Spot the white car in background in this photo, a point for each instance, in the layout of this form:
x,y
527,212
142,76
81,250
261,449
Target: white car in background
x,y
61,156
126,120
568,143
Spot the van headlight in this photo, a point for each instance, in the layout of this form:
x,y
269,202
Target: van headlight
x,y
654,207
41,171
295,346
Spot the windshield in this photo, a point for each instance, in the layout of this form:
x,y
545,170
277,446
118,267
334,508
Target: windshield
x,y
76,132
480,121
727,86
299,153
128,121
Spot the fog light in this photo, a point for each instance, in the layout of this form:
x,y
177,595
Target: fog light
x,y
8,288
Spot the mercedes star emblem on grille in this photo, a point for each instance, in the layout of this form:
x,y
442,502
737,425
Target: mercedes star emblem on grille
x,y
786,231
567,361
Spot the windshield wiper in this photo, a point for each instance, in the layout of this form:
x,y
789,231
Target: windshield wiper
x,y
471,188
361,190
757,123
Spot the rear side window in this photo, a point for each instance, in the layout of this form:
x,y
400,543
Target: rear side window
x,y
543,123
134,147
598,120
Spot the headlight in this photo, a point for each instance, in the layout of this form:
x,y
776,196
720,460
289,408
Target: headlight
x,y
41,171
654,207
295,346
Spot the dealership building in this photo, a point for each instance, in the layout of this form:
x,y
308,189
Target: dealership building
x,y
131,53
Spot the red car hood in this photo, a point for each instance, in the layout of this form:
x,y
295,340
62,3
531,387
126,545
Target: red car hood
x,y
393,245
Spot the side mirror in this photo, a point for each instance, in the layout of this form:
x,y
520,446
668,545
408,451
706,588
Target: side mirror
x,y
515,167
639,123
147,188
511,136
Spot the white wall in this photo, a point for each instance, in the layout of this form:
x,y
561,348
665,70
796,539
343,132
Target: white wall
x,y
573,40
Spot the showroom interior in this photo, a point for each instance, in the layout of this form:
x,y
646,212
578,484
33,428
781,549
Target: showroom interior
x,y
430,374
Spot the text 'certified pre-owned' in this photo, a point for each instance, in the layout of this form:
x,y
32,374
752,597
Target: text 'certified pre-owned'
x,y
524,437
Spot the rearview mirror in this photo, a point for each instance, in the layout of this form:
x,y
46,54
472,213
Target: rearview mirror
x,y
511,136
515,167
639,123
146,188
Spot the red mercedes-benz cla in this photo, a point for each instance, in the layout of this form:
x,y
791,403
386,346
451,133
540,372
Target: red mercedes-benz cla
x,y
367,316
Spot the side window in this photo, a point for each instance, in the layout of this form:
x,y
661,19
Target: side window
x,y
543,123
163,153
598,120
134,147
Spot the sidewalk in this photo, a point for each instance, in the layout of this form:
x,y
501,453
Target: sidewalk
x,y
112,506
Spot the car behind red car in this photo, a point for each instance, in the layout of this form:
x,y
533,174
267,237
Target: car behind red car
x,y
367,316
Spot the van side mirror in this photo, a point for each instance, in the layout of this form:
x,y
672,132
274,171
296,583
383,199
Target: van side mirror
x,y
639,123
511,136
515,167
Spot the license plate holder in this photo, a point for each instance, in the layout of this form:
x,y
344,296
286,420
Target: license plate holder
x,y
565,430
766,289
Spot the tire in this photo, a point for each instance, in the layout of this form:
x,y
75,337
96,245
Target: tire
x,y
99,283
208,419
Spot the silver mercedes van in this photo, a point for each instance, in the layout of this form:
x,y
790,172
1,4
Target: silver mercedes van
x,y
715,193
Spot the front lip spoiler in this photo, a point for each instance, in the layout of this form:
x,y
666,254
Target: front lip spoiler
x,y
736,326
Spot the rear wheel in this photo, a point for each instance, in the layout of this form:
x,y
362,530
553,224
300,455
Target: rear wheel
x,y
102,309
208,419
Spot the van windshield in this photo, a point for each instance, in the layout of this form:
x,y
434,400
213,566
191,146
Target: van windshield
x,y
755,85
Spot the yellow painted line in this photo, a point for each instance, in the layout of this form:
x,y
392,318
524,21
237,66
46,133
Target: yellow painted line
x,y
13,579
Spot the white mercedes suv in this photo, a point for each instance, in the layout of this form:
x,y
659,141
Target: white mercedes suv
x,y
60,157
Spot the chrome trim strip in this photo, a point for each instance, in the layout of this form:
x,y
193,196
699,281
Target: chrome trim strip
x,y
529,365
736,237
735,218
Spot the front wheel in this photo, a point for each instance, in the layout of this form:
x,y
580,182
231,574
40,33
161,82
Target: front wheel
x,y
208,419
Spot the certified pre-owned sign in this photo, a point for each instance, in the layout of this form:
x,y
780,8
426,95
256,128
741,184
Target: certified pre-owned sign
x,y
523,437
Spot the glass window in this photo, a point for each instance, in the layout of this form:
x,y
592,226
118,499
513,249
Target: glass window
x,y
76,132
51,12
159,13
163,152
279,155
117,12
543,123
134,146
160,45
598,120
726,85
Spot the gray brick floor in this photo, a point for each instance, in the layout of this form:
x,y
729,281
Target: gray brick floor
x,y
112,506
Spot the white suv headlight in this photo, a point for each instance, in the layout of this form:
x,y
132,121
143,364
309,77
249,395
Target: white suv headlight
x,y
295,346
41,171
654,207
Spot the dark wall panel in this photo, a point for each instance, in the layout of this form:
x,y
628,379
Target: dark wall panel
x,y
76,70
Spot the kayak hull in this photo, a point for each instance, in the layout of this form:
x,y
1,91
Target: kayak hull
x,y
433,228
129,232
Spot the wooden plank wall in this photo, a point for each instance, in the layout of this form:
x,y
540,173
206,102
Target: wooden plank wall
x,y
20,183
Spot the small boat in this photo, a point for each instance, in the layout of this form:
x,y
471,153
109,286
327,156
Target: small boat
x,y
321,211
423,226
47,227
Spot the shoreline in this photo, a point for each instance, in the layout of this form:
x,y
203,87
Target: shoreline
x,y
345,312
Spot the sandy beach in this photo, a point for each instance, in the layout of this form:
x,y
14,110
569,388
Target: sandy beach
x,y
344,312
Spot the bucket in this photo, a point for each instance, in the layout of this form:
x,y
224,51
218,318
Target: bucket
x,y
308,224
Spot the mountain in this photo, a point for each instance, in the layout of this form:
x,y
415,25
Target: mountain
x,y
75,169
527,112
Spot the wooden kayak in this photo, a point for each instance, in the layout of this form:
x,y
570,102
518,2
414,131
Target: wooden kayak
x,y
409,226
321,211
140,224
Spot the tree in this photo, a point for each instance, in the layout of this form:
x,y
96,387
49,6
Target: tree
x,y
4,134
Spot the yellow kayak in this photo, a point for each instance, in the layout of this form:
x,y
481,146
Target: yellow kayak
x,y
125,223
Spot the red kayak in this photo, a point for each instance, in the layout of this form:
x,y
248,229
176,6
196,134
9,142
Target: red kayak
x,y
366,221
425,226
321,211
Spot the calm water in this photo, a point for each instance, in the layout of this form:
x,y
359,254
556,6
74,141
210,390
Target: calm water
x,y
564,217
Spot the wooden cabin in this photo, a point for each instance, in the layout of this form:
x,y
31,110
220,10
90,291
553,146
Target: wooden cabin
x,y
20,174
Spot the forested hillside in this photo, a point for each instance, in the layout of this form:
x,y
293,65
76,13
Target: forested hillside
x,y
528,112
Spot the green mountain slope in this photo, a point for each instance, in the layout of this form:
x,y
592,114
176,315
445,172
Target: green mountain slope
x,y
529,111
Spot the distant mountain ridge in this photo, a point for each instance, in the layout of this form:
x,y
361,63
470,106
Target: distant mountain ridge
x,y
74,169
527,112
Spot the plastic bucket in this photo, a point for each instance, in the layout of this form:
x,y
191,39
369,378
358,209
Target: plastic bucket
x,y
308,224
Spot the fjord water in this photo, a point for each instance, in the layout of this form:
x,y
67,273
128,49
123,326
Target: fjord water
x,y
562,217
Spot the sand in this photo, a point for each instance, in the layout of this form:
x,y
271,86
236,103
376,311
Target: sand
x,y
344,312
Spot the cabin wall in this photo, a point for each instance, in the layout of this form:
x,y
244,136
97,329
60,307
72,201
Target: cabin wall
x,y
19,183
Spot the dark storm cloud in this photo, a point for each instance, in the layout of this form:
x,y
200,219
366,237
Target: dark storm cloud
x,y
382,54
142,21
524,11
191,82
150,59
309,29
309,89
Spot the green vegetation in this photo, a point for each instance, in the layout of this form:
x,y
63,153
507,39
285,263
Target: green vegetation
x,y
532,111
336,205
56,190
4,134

____________________

> _What to produce_
Write the lines out exactly, from the one with "Spot the calm" down to the last line of the listing, and leave out all others.

> _Exercise response_
Spot the calm water in this photo, a point for each instance, in the layout of this form:
x,y
359,254
556,6
74,141
210,390
Target: calm water
x,y
564,217
Spot the wooden cabin in this photo, a point for each instance, in the layout of this form:
x,y
31,110
220,10
90,291
553,146
Target: wooden cabin
x,y
20,174
Spot the forested hillside in this photo, a point for each instance, in the layout of this form:
x,y
293,65
76,13
Target: forested hillside
x,y
528,112
Spot the green mountain slope in this photo, a point for each instance, in the layout of this form:
x,y
592,114
176,315
445,172
Target: green mountain slope
x,y
529,111
Spot the distant mountain ridge in this photo, a point for each instance, in the layout of this form:
x,y
361,63
470,106
Target: distant mountain ridge
x,y
74,169
527,112
Spot the plastic bucket in this photo, a point for each instance, in the layout of this form:
x,y
191,39
369,378
358,209
Target: plastic bucket
x,y
308,224
Spot the fjord water in this photo, a point for each instance, in the layout of this form:
x,y
67,273
128,49
123,326
Target: fjord water
x,y
562,217
Spot the sand in this photo, a point for each instance, in the layout of this form:
x,y
271,86
236,103
376,311
Target: sand
x,y
344,312
Spot the cabin wall in this photo, a point for each instance, in the layout of this form:
x,y
244,136
97,329
60,307
72,201
Target: cabin wall
x,y
19,183
Spot the dark storm cloud in this photo, a point for each instance, in the layout of this form:
x,y
200,219
366,237
Target: dark storm cloud
x,y
382,54
142,21
524,11
191,82
150,59
309,29
309,89
Spot the green vegetation in this photo, a point for each instance, in the layout of this form:
x,y
63,153
507,39
285,263
Target: green vegetation
x,y
532,111
336,205
56,190
4,134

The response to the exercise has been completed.